WHAT YOU NEED TO DO:
Count the lines in the material below that contain the string "dark" with matching case, and give only that number.

##### RECORDS PROVIDED

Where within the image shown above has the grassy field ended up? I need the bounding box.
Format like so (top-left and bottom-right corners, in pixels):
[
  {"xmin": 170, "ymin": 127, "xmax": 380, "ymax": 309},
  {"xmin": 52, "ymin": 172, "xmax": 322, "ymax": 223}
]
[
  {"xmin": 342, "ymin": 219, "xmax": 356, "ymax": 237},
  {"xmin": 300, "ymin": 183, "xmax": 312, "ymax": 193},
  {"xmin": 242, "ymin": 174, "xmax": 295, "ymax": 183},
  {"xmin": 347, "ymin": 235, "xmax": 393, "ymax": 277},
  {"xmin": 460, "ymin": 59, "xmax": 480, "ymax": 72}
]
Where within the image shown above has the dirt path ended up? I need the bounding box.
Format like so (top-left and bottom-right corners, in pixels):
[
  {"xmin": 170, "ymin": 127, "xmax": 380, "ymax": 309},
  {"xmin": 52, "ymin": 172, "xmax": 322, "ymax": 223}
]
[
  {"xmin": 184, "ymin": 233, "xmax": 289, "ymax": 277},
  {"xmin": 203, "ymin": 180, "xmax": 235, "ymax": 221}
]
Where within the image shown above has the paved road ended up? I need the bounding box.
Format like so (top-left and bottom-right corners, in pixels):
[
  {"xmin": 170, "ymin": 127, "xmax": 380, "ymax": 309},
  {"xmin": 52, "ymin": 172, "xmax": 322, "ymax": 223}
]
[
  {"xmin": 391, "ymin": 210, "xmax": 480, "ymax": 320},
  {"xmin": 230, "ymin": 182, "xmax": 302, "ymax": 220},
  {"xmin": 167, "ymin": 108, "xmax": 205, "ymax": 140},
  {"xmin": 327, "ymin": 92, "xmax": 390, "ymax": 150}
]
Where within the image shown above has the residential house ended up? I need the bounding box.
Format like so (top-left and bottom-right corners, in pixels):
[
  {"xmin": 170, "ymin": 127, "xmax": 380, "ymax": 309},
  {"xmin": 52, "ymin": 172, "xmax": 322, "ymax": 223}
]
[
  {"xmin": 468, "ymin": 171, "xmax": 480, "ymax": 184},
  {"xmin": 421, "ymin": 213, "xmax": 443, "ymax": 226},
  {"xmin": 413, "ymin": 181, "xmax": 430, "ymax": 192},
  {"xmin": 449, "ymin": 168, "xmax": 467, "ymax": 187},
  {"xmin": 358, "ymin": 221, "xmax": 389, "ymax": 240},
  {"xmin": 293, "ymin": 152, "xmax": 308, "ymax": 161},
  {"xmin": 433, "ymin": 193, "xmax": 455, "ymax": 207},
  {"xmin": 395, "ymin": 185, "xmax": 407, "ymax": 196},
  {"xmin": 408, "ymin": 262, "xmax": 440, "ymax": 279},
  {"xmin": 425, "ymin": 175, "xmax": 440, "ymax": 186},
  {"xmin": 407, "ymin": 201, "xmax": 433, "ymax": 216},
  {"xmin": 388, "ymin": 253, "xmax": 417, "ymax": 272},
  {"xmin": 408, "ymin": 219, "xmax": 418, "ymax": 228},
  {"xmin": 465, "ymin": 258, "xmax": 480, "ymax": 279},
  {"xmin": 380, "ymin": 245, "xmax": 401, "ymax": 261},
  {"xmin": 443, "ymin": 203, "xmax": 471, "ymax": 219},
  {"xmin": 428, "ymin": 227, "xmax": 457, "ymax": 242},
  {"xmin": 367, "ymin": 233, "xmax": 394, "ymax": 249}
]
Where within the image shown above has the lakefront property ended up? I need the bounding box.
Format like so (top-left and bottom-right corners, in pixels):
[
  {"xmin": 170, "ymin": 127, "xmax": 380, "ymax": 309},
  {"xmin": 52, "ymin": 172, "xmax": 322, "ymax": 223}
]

##########
##### RECORDS PROVIDED

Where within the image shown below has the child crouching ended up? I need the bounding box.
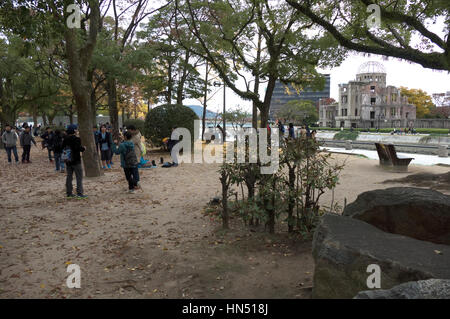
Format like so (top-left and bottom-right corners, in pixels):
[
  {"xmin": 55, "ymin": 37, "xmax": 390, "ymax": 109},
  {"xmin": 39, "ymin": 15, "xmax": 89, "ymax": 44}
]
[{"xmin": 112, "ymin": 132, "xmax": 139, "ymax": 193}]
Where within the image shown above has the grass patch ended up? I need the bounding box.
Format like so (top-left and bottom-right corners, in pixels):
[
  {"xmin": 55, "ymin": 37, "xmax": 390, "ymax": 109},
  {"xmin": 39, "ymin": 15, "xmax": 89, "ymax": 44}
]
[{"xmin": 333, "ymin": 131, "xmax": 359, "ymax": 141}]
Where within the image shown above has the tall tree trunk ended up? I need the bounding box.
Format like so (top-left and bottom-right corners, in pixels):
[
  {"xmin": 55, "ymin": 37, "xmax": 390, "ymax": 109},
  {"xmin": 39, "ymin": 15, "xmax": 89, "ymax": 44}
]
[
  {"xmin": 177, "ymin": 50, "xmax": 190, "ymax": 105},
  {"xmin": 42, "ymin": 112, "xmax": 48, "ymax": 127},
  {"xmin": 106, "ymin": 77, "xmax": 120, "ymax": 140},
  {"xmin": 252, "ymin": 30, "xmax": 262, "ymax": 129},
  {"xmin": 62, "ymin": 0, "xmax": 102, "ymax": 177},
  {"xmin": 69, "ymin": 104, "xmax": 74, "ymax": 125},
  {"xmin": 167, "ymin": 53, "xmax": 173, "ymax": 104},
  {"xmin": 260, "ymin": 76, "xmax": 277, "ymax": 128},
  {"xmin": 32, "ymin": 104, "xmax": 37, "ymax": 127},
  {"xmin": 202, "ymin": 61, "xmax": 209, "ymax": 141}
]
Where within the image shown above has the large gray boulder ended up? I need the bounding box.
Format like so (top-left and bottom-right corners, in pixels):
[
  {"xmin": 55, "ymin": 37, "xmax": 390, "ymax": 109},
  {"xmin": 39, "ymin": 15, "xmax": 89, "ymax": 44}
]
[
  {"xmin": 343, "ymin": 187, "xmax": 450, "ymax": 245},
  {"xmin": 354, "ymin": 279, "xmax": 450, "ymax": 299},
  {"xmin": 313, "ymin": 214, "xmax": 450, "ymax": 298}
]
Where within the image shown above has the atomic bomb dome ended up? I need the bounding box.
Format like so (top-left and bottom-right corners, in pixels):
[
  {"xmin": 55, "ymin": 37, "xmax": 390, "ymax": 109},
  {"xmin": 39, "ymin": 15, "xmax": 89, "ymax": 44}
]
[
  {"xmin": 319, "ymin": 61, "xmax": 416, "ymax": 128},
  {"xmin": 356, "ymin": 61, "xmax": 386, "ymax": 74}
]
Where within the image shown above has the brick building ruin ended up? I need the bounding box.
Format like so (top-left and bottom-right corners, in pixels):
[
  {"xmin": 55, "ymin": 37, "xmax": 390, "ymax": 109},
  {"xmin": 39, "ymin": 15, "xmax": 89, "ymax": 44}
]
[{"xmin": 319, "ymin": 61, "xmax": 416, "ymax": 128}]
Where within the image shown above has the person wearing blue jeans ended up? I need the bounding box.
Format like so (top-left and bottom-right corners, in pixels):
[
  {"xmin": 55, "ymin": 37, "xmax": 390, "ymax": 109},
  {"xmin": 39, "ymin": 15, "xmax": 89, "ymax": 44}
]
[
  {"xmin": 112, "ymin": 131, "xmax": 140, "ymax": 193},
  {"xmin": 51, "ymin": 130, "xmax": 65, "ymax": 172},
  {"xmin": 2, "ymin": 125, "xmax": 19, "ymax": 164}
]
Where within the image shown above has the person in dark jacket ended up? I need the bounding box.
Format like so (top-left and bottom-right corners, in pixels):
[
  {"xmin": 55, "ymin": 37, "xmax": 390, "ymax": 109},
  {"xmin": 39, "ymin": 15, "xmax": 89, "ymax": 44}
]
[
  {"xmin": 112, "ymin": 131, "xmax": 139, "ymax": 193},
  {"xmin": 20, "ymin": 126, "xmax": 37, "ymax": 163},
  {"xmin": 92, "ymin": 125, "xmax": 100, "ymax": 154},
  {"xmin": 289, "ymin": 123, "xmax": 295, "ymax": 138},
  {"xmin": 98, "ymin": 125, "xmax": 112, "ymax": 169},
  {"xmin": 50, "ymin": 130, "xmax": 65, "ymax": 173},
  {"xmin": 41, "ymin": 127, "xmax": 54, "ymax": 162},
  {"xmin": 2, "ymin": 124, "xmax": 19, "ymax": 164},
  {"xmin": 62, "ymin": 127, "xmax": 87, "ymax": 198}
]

##########
##### RECORDS PROVIDED

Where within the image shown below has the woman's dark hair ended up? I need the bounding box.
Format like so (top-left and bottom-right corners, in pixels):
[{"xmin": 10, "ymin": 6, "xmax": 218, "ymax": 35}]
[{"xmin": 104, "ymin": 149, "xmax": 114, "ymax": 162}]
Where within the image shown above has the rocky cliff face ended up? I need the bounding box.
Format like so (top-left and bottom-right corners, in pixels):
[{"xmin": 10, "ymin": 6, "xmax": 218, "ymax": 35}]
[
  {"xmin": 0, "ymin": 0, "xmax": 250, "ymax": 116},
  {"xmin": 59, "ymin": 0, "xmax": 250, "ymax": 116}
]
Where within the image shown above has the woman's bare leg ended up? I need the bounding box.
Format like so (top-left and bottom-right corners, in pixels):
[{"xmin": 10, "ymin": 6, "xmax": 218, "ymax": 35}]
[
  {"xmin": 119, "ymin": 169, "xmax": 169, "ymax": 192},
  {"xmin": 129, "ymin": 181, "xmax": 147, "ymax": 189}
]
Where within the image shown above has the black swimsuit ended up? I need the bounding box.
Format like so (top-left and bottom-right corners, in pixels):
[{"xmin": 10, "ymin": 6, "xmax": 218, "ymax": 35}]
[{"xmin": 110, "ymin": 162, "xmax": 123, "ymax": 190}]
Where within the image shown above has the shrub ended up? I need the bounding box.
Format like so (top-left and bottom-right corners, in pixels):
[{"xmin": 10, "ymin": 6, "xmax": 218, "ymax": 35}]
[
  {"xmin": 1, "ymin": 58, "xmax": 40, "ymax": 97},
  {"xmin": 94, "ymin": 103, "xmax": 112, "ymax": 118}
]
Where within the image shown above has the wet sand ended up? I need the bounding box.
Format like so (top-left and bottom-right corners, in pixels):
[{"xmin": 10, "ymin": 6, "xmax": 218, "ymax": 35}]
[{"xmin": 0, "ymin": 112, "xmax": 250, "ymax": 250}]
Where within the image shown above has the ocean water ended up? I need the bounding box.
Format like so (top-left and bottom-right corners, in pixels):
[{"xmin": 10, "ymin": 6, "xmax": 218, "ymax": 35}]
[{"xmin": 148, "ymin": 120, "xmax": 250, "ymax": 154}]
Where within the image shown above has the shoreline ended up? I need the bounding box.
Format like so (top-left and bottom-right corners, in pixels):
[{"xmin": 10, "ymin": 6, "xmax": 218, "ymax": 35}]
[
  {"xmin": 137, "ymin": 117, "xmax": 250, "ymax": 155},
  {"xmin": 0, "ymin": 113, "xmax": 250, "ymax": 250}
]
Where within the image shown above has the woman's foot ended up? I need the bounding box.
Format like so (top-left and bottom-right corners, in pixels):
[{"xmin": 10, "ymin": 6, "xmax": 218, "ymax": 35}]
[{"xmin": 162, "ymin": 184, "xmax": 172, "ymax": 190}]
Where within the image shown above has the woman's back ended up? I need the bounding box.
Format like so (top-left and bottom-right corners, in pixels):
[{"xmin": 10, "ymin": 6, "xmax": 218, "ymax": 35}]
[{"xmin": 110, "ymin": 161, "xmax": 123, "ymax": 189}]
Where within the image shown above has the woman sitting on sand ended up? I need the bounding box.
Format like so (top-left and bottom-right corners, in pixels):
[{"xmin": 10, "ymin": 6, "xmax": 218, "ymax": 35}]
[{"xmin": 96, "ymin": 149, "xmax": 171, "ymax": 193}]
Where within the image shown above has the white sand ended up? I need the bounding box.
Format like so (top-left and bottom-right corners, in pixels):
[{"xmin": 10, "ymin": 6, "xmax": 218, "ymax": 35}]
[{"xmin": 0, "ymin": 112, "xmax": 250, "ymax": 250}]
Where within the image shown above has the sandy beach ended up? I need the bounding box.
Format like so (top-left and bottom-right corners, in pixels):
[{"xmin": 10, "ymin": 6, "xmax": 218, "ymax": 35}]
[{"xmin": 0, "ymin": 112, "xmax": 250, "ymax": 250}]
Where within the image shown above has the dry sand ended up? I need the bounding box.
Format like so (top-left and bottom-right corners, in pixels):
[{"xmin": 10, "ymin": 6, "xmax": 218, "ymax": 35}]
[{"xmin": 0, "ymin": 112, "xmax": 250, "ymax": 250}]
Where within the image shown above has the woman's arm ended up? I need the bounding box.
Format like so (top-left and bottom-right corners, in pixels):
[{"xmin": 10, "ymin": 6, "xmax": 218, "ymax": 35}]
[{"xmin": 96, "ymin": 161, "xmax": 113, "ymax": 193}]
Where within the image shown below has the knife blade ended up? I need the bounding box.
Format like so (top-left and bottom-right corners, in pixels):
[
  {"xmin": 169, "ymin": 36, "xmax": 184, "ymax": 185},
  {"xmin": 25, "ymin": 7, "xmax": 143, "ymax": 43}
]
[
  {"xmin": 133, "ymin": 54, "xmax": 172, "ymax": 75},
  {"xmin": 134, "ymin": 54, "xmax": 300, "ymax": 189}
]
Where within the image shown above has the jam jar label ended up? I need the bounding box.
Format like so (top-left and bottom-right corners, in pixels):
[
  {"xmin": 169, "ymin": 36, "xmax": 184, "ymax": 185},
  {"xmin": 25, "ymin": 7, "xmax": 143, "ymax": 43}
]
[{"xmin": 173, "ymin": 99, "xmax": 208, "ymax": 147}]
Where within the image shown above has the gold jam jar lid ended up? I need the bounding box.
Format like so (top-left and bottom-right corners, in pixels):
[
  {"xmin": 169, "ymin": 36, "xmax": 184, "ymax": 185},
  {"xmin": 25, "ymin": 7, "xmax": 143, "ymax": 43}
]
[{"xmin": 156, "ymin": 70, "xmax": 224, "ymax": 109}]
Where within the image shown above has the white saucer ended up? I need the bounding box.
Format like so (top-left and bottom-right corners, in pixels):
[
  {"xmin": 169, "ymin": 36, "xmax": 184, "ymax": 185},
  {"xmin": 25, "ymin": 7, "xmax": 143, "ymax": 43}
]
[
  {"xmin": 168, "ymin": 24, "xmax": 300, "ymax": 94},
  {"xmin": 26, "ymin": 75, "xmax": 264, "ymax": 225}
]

##########

ANSWER TO THIS TASK:
2